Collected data
--

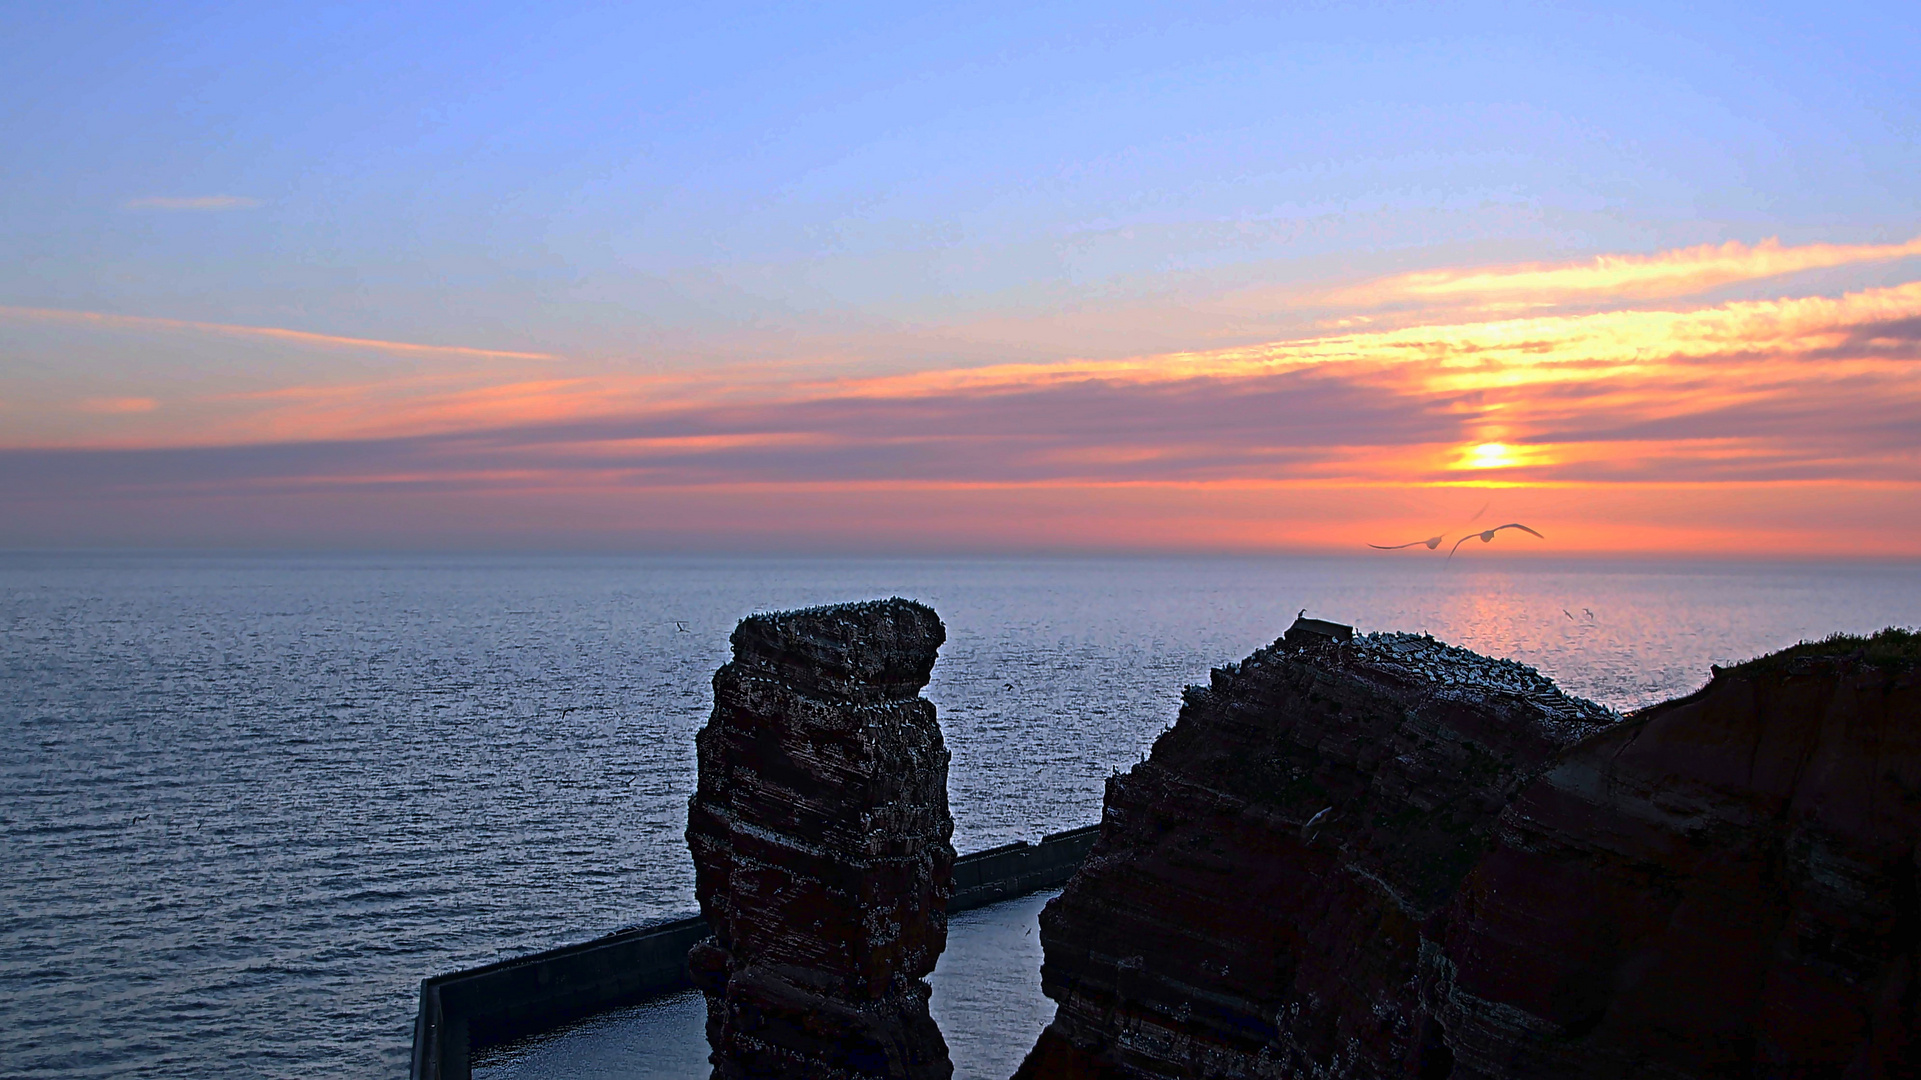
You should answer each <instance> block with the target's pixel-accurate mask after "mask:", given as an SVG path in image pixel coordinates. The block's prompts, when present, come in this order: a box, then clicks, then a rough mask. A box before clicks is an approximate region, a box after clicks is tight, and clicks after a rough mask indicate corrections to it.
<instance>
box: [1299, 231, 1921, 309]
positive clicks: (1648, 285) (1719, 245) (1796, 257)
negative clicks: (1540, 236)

--

Pull out every line of the records word for word, omitting the pictures.

Result of this task —
You should answer each <instance> block with the target's pixel-accurate mask after "mask:", given as an SVG path in image pixel coordinates. The block's prompts, when present, come in this order: a box, then clicks, then a rough mask. A box before clicks is an approximate region, a box after clicks is tight, and clicks after a rough mask indicate corrections to it.
<instance>
box: [1299, 231, 1921, 309]
positive clicks: (1648, 285) (1719, 245) (1796, 257)
negative clicks: (1540, 236)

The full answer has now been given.